══ Recorded information ══

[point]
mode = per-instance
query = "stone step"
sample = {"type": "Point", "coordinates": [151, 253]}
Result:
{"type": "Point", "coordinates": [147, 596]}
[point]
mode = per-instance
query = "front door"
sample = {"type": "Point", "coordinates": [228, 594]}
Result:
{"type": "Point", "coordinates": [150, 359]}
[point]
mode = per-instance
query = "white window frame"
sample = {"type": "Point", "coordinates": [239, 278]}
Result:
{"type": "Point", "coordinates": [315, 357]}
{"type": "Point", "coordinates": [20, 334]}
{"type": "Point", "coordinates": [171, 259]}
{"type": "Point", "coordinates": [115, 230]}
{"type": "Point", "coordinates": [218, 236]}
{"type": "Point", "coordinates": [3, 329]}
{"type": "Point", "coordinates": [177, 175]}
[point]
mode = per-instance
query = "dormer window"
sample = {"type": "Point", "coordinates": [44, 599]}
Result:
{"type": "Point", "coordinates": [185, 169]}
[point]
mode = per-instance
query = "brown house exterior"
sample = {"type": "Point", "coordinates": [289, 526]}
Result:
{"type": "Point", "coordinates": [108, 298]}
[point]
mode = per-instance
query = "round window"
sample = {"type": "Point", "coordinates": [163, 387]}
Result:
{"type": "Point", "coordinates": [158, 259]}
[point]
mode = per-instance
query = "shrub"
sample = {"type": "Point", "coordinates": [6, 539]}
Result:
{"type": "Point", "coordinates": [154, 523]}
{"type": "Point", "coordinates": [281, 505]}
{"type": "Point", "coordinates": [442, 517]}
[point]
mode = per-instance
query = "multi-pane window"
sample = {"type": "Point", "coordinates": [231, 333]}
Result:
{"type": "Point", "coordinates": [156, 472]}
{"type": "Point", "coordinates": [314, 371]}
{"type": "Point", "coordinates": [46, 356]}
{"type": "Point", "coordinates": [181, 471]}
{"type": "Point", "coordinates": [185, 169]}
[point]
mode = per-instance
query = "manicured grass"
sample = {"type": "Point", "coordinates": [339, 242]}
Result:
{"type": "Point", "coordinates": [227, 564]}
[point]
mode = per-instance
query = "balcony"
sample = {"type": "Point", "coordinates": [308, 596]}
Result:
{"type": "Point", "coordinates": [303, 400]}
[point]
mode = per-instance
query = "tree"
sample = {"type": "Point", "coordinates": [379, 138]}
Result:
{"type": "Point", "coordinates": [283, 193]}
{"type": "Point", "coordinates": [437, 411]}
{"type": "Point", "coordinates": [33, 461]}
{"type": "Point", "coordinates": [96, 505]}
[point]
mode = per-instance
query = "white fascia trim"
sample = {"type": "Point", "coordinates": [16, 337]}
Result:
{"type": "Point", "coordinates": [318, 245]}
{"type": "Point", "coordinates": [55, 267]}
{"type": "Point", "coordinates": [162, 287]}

═══

Challenge: Report every line of the items above that contains the string "query", matching case exactly.

Exercise output:
query = "stone step"
query = "front door"
query = "white window frame"
query = "dormer window"
query = "brown house exterior"
query = "round window"
query = "shrub"
query = "multi-pane window"
query = "manicured grass"
query = "balcony"
query = "tree"
query = "white fascia trim"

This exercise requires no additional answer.